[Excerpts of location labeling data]
┌────────

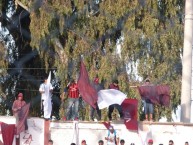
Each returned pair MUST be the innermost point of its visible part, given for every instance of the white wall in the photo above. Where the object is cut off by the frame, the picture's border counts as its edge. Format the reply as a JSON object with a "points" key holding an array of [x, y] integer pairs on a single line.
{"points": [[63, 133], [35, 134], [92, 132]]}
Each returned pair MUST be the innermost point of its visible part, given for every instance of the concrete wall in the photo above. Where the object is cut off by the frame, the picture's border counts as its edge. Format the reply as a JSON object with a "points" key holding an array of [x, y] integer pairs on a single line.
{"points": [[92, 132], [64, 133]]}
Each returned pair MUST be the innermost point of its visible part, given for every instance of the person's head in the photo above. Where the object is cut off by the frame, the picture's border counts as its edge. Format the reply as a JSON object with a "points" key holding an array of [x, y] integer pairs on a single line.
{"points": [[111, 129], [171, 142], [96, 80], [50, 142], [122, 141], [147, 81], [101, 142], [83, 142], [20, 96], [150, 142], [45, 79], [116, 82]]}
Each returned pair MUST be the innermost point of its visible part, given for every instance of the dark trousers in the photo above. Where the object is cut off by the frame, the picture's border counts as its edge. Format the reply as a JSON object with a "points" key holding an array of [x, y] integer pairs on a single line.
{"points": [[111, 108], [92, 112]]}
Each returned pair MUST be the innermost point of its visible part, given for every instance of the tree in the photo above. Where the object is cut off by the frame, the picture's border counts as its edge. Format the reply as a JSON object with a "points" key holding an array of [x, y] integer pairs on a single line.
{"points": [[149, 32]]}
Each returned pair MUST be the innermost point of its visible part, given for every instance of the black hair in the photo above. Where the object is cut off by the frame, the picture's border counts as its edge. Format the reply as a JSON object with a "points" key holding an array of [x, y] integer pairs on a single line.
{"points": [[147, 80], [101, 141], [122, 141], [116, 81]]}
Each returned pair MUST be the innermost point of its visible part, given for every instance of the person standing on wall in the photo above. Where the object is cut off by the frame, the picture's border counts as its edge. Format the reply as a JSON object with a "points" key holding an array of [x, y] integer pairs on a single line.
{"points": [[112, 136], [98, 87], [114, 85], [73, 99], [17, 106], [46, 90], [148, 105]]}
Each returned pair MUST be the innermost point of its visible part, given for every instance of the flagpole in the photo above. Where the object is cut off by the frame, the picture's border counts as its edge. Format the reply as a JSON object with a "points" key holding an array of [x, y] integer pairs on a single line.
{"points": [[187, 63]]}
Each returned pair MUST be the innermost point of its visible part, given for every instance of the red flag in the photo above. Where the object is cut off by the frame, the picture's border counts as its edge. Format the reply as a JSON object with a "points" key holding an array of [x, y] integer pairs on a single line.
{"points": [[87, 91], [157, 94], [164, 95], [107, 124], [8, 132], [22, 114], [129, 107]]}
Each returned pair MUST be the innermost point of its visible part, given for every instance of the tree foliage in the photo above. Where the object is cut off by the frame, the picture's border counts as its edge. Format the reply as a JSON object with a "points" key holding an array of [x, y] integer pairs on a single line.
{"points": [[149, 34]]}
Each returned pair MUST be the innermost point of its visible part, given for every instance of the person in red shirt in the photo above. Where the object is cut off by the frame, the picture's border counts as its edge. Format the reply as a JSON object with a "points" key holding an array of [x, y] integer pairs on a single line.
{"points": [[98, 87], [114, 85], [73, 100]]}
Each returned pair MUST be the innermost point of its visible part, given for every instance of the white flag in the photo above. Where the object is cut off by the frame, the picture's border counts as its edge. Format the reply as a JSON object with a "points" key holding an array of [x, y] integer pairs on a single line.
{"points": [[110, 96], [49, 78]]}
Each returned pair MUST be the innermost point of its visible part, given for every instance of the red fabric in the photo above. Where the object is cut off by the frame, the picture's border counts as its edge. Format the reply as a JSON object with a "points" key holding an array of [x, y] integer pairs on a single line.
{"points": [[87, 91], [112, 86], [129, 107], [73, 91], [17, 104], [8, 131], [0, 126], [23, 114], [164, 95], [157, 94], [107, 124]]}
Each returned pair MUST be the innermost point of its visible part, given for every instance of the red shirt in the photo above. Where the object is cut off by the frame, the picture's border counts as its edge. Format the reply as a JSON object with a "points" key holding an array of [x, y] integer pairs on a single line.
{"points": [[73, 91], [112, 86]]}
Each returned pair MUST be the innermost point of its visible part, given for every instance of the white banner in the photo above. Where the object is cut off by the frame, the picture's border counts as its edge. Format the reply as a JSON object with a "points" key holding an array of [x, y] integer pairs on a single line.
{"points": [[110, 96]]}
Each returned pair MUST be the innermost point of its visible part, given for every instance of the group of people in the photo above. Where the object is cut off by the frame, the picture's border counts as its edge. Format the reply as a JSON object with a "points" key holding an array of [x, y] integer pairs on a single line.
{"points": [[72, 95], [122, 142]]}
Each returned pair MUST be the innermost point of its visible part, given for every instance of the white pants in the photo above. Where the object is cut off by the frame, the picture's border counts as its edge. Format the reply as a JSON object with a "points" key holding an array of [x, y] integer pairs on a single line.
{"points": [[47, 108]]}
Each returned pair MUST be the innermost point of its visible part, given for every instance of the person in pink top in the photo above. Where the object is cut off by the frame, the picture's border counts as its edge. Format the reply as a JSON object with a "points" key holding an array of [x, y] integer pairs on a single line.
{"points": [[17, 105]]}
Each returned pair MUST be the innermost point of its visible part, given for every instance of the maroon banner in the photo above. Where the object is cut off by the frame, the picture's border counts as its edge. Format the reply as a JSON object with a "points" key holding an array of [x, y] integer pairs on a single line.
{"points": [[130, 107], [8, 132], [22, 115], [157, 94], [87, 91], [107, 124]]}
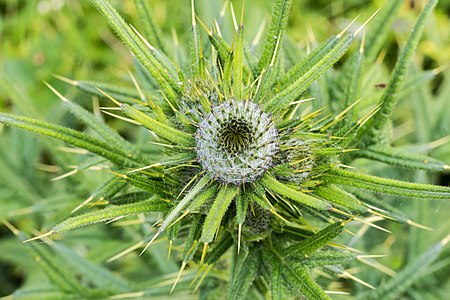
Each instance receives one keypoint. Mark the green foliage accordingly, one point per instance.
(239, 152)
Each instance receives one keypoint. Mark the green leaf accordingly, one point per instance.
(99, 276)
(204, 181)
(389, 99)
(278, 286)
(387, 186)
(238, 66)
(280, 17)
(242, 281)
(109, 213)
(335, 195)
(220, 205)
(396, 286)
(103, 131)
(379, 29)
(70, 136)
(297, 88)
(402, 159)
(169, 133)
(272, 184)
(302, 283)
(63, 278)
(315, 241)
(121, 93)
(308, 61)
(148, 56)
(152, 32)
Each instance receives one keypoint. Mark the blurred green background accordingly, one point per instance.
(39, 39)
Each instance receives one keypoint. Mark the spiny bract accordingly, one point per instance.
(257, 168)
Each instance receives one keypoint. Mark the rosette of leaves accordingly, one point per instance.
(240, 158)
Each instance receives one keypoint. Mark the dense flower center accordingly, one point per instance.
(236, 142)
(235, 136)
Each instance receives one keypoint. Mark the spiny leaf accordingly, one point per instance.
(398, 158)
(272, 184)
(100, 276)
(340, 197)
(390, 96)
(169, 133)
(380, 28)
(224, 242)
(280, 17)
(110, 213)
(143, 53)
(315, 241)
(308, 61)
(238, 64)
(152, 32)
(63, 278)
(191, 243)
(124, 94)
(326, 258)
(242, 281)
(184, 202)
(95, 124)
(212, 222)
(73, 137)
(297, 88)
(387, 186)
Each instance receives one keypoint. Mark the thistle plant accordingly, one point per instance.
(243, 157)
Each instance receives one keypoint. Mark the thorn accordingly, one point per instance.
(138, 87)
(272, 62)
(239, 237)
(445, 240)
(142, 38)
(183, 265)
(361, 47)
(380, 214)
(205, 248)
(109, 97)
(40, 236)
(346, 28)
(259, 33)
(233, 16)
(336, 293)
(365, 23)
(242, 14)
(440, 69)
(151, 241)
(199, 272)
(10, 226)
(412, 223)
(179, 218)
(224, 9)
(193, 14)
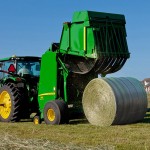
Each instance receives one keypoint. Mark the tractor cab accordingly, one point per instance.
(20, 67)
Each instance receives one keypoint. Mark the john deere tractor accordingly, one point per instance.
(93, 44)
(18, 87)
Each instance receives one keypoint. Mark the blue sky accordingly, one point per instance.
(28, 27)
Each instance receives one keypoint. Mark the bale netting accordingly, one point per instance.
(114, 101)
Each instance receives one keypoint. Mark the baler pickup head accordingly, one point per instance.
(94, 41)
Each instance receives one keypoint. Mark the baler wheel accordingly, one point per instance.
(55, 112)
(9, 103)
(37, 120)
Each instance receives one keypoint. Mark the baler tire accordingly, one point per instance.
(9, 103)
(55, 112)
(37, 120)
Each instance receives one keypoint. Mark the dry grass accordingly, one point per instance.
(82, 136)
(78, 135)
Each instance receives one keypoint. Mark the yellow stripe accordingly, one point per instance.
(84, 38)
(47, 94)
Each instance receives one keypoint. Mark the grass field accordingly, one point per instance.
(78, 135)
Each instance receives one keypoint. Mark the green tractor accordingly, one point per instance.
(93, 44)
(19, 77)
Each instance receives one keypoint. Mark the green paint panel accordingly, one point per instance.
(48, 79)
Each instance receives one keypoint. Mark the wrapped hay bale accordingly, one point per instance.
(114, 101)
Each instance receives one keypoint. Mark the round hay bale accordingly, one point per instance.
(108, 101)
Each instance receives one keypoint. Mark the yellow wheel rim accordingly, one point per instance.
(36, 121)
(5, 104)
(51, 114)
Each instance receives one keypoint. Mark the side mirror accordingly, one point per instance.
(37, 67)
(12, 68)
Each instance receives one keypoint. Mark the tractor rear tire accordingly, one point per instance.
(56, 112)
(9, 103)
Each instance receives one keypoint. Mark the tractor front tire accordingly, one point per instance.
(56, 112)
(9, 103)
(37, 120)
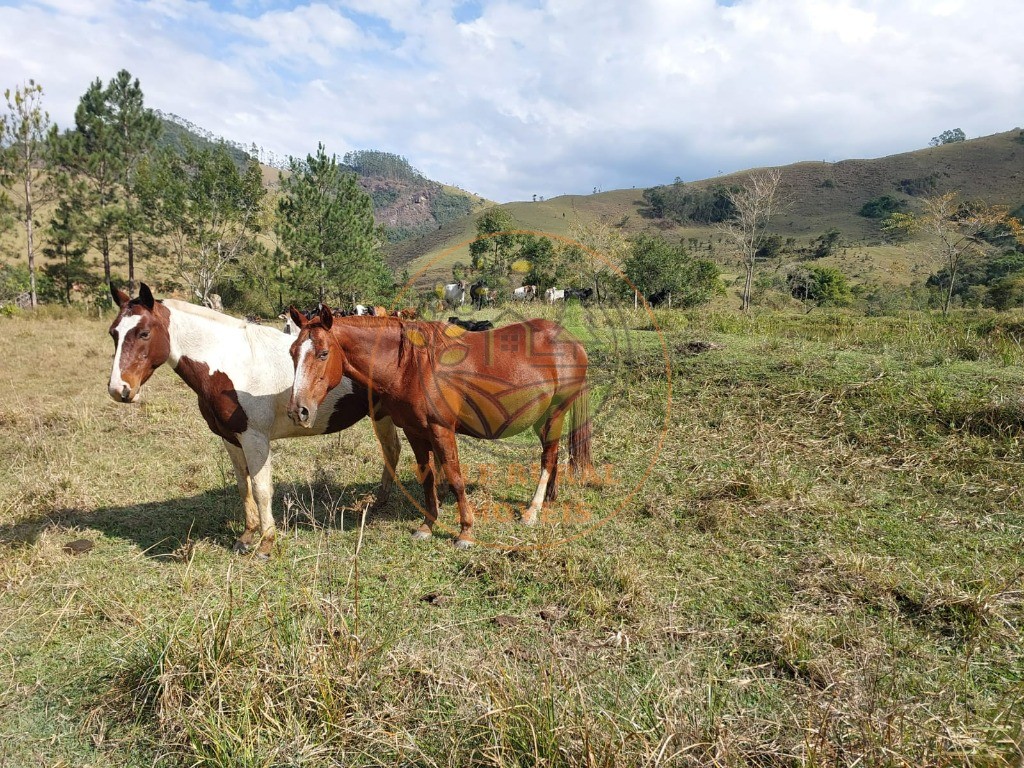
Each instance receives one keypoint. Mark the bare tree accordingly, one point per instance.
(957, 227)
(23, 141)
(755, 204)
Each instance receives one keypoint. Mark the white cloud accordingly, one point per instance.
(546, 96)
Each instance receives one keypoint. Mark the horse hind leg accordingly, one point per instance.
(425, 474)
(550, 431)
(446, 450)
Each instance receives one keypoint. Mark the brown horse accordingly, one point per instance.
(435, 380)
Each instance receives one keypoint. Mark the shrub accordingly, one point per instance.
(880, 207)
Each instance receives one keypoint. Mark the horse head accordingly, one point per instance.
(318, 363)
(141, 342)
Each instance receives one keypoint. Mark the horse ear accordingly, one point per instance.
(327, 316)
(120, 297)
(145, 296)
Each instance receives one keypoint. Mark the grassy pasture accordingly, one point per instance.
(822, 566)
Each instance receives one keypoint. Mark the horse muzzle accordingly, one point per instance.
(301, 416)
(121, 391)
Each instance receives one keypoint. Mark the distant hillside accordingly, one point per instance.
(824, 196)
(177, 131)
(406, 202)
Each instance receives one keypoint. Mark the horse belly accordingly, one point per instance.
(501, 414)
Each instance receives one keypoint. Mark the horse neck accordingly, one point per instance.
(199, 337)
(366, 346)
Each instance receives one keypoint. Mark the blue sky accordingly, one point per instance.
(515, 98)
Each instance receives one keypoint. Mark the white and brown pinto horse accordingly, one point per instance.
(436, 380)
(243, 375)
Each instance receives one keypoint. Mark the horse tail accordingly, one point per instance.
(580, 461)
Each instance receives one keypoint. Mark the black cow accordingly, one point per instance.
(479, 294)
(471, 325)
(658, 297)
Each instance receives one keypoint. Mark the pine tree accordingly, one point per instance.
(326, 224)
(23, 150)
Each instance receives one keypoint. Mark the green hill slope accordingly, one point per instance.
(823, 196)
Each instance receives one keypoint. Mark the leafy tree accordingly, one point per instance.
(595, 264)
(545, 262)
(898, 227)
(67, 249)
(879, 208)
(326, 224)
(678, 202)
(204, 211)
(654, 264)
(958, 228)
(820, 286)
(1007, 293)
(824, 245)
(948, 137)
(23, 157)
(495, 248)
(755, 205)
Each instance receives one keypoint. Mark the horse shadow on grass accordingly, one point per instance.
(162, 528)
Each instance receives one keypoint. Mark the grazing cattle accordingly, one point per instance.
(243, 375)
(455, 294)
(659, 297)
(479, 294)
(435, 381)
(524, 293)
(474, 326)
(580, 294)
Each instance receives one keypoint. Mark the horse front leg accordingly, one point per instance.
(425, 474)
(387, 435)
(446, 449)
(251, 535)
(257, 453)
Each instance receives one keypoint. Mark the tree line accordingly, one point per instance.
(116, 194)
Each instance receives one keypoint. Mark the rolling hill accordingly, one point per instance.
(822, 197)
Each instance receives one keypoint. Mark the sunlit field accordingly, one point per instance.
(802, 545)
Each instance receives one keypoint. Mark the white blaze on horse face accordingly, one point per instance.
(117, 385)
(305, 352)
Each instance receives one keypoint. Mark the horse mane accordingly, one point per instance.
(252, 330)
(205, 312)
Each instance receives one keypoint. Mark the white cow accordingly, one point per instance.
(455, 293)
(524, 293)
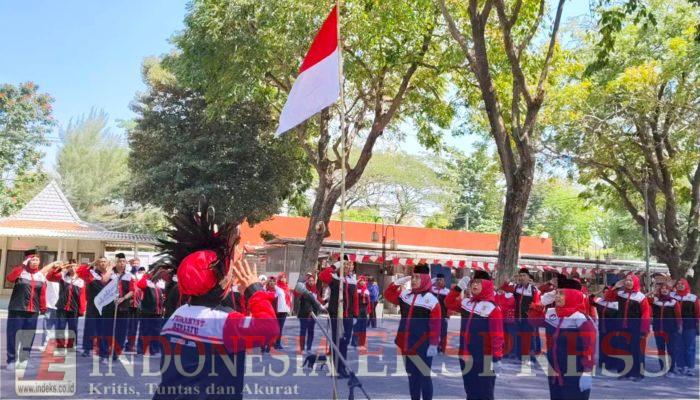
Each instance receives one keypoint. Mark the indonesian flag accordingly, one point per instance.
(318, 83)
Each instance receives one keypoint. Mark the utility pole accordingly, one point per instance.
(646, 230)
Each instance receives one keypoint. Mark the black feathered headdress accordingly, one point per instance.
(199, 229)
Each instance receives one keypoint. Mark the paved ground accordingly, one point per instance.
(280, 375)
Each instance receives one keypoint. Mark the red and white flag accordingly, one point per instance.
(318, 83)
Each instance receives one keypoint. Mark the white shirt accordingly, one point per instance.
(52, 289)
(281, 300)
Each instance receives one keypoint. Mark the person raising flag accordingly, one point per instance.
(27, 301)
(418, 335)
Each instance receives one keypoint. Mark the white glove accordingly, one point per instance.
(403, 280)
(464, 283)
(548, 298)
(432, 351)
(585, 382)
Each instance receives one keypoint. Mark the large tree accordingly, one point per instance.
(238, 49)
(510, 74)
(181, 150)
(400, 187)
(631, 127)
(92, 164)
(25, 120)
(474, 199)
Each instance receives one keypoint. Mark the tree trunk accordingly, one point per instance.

└────────

*Your goal*: Make an exact copy of every line from the one with "Each instance receives one keypoint. Mark the paved" to the end of the data, with the first and last of those lines included.

*Exercise solution*:
Each instance receives one keypoint. Mark the paved ground accordingly, one point per instance.
(280, 375)
Each instance receives one keypoint. Mark the red and white flag accordingly, one point per instance.
(318, 83)
Each instance receives one keypoint. Mark the white shirt accordingly, one point per instance.
(52, 289)
(281, 300)
Each instance receives one keypoint. Mark the person raising flag accordingly, one point per instance.
(27, 301)
(418, 335)
Each instance receives one keypoint. Mark the white glove accordingly, one point per instance.
(403, 280)
(464, 283)
(548, 298)
(432, 351)
(585, 382)
Each instance receives one keypoint. Mark the large tree accordingly, one point per instance.
(238, 49)
(510, 74)
(181, 150)
(400, 187)
(631, 127)
(92, 164)
(25, 120)
(474, 199)
Each instance receives one keypoint. Mark the tree trunk accordingly, one point per instance.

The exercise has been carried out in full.